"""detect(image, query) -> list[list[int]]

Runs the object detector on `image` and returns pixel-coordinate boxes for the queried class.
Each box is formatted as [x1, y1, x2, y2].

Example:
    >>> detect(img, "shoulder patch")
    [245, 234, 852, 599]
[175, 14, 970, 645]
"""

^^^^

• WHAT THIS TASK INVOLVES
Lines in the data that hold "image" must be located and copied.

• EXERCISE RESPONSE
"""detect(image, query) -> list[list[int]]
Runs the object detector on `image` and returns pixel-coordinate boxes for the queried class.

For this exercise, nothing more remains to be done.